**EXERCISES**
1. Please answer these questions from the service test plan:
(a) In the thermal monitoring step, what temperature should the GPU stay below?
(b) During Wan 2.1 generation, what level should MemAvailable not drop below?
(c) For the Whisper + TTS pair, what combined memory is expected?
2. Extend the service test plan from its last line, in the same format.

**TEXT SHOWN**
----
T5.2 -- Idle Manager

sudo cp systemd/ai-idle-manager.service /etc/systemd/system/
sudo cp systemd/ai-idle-manager.timer /etc/systemd/system/
sudo systemctl daemon-reload
sudo systemctl enable --now ai-idle-manager.timer
systemctl status ai-idle-manager.service
journalctl -u ai-idle-manager -n 20

# Dry-run
python3 scripts/idle_manager.py --once --dry-run

T5.3 -- Log Verification

ls -la /srv/ai/logs/
docker logs ai-gateway --tail 10
docker logs ai-whisper --tail 10
docker logs ai-supervisor --tail 10

Phase 6: Stress / Stability

T6.1 -- Memory Monitoring Under Load

watch -n 1 'grep -E "MemTotal|MemAvailable|SwapFree" /proc/meminfo'
# During Wan 2.1 generation, MemAvailable should not drop below ~20 GB
# SwapFree should stay near SwapTotal (no significant swap usage)

T6.2 -- Thermal Monitoring

watch -n 5 'nvidia-smi --query-gpu=temperature.gpu,utilization.gpu,power.draw --format=csv'
# Temperature should stay below 80C

T6.3 -- Container Restart Recovery

docker kill ai-whisper
sleep 10
docker compose ps whisper    # expect: restarting or running
curl -s http://localhost:8080/services/status | python3 -m json.tool

Phase 7: Benchmark Matrix (Concurrent Workload Pairs)

These tests validate that specific service combinations run correctly when sharing the single GPU. Run each pair and record:

  • Total wall-clock time
  • Peak MemAvailable drop during execution
  • Whether SwapFree decreased (any swap = fail on UMA)
  • Whether either job errored

B7.1 -- Whisper + TTS (light + medium)

# Expected: both run concurrently, total time ~ max(whisper, tts)
# Memory: ~3-5 GB combined
time (
  curl -X POST http://localhost:8080/api/v1/whisper/transcribe \
    -F "audio=@/tmp/test_tone.wav" -o /tmp/b71_whisper.json &
  curl -X POST http://localhost:8080/api/v1/tts/synthesize \
    -H "Content-Type: application/json" \
    -d '{"text": "Benchmark seven point one test phrase for timing."}' \
    -o /tmp/b71_tts.json &
  wait
)
cat /tmp/b71_whisper.json /tmp/b71_tts.json | python3 -m json.tool
grep -E "MemAvailable|SwapFree" /proc/meminfo

B7.2 -- TTS + LivePortrait (medium + medium)

# Expected: serialized by gpu_medium_sem (concurrency=1)
# Total time ~ tts_time + liveportrait_time
# Memory: peak ~5-7 GB (not additive since serialized)
time (
  curl -X POST http://localhost:8080/api/v1/tts/synthesize \
    -H "Content-Type: application/json" \
    -d '{"text": "Benchmark seven point two."}' \
    -o /tmp/b72_tts.json &
  curl -X POST http://localhost:8080/api/v1/liveportrait/animate \
    -F "source_image=@/tmp/test_face.png" \
    -F "driving_video=@/tmp/test_driving.mp4" \
    -o /tmp/b72_lp.json &
  wait
)
----
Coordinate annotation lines
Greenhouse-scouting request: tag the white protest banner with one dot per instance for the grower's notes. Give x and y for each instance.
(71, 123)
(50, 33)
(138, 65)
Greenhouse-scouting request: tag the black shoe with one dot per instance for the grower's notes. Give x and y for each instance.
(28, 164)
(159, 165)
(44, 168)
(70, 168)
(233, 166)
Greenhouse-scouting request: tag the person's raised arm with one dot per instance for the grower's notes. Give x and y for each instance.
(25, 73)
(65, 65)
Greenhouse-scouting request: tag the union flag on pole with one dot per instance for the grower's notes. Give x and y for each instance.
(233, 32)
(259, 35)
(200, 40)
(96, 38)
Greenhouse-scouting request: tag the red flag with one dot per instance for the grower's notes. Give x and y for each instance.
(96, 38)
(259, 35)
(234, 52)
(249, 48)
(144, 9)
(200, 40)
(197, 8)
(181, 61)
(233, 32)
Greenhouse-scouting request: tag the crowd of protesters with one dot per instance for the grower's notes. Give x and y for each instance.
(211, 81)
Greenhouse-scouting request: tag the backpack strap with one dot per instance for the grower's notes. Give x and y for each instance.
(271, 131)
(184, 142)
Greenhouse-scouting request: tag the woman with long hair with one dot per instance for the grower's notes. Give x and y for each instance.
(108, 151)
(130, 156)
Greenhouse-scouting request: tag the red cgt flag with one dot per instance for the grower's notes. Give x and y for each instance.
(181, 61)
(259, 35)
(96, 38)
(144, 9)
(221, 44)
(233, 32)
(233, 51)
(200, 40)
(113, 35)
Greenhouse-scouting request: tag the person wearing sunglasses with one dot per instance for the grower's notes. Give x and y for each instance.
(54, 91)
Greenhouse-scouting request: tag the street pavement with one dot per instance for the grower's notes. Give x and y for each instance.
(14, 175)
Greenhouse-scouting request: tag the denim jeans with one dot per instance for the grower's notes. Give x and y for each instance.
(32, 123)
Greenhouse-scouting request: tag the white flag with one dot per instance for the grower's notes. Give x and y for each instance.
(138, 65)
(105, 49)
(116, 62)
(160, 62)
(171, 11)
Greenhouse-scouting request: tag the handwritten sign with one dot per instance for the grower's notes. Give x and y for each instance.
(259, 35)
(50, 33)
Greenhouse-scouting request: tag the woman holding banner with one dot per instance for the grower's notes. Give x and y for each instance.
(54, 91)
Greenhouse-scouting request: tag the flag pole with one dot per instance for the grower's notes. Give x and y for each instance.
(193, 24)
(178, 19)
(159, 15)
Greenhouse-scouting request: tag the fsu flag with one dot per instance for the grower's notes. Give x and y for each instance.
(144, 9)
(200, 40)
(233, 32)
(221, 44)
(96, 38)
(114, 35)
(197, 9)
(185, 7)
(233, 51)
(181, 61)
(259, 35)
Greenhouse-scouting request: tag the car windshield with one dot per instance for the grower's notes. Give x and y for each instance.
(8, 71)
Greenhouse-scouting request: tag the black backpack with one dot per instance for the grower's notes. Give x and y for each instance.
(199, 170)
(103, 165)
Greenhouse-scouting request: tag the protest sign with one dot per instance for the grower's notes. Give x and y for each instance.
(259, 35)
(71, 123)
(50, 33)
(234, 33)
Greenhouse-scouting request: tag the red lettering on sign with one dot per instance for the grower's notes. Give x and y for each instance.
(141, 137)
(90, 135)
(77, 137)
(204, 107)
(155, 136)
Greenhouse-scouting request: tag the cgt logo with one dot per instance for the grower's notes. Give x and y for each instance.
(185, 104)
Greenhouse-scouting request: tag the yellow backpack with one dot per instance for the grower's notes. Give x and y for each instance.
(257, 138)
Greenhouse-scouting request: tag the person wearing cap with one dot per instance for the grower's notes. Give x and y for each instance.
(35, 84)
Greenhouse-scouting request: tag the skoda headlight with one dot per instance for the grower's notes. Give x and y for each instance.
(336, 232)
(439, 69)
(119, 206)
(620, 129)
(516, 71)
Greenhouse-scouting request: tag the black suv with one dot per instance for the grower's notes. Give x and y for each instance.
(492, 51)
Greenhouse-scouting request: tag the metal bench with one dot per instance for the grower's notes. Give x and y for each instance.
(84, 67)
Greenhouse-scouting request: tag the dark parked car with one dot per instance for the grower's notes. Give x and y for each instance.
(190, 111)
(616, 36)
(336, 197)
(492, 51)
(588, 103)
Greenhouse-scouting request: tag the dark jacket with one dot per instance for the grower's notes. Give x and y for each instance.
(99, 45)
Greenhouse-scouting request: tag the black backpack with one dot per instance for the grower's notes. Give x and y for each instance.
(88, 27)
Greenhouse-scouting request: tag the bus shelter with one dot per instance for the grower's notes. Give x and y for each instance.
----
**WRITTEN RESPONSES**
1.
(a) 80C
(b) About 20 GB
(c) About 3-5 GB

2.
grep -E "MemAvailable|SwapFree" /proc/meminfo

B7.3 -- LivePortrait + Lip-sync (medium + medium)

# Expected: serialized (concurrency=1)
# Tests that two face-processing models don't corrupt shared GPU state
time (
  curl -X POST http://localhost:8080/api/v1/liveportrait/animate \
    -F "source_image=@/tmp/test_face.png" \
    -F "driving_video=@/tmp/test_driving.mp4" \
    -o /tmp/b73_lp.json &
  curl -X POST http://localhost:8080/api/v1/lipsync/sync \
    -F "video=@/tmp/test_talking.mp4" \
    -F "audio=@/tmp/test_audio.wav" \
    -o /tmp/b73_ls.json &
  wait
)
grep -E "MemAvailable|SwapFree" /proc/meminfo

B7.4 -- Wan 2.1 Alone (heavy, singleton)

# Expected: exclusive GPU access, 8-15 GB peak memory (1.3B)
# All other GPU jobs should queue while this runs
BEFORE=$(grep MemAvailable /proc/meminfo | awk '{print $2}')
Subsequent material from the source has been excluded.